Render the lines of the entries below as a numbered list, omitting blank lines and leaving the pictures out of the answer.

* [Rows of box annotation data]
::::::::::

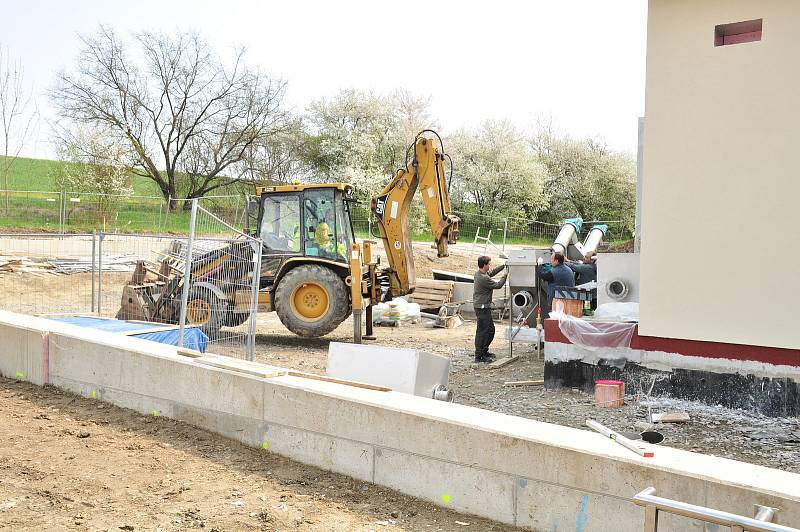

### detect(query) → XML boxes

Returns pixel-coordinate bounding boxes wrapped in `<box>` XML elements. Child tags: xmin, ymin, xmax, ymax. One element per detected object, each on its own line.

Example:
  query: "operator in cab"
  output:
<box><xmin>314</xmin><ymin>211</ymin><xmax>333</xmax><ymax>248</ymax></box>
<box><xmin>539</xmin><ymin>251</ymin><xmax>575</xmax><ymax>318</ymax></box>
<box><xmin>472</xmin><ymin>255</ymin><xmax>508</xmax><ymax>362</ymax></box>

::::::::::

* [EXERCISE RESPONSE]
1. ### detect(query) → XML boxes
2. Returns pixel-coordinate bounding boxes wrapped in `<box>` XML elements. Child tags: xmin, ymin, xmax, ymax. One element per detected object, each on its own line.
3. Example:
4.   query: "operator in cab"
5.   output:
6. <box><xmin>314</xmin><ymin>211</ymin><xmax>333</xmax><ymax>248</ymax></box>
7. <box><xmin>539</xmin><ymin>251</ymin><xmax>575</xmax><ymax>318</ymax></box>
8. <box><xmin>472</xmin><ymin>255</ymin><xmax>508</xmax><ymax>362</ymax></box>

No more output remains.